Activity.
Report all lines in the records that hold the string "tree".

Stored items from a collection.
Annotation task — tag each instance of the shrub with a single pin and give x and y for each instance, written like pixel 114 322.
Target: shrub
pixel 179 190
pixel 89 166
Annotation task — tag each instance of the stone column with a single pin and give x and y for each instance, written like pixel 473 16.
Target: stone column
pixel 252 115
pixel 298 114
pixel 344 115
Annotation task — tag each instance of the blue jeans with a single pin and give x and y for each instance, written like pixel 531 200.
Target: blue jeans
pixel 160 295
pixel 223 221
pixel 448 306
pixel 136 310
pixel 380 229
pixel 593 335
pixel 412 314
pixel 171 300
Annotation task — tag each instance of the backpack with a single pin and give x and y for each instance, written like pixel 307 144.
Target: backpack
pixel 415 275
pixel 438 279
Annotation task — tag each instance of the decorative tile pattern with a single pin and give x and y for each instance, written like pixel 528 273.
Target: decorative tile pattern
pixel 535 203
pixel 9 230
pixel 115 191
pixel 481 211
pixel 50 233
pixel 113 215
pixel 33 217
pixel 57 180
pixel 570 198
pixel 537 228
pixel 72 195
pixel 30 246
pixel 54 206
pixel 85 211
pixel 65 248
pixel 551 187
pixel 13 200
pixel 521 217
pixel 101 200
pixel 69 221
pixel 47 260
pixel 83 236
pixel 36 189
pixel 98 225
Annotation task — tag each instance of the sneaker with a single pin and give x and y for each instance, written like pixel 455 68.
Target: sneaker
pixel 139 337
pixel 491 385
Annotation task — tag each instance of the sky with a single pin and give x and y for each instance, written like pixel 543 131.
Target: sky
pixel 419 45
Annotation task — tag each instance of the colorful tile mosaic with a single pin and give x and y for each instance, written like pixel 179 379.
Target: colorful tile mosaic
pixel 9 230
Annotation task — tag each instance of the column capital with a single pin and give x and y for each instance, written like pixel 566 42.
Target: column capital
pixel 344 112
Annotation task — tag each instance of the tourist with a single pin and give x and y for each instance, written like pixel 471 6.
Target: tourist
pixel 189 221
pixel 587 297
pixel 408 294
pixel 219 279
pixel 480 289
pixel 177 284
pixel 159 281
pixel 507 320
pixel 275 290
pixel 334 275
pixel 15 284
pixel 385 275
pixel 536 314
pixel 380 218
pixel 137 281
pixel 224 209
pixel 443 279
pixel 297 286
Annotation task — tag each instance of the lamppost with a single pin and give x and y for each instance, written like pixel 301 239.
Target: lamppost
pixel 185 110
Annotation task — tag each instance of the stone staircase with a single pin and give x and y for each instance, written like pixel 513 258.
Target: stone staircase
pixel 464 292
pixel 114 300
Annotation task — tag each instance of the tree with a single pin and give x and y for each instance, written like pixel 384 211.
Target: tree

Finished task.
Annotation task — tag each instance of the tree with a single pin and give x and y for each instance, written like pixel 384 211.
Target: tree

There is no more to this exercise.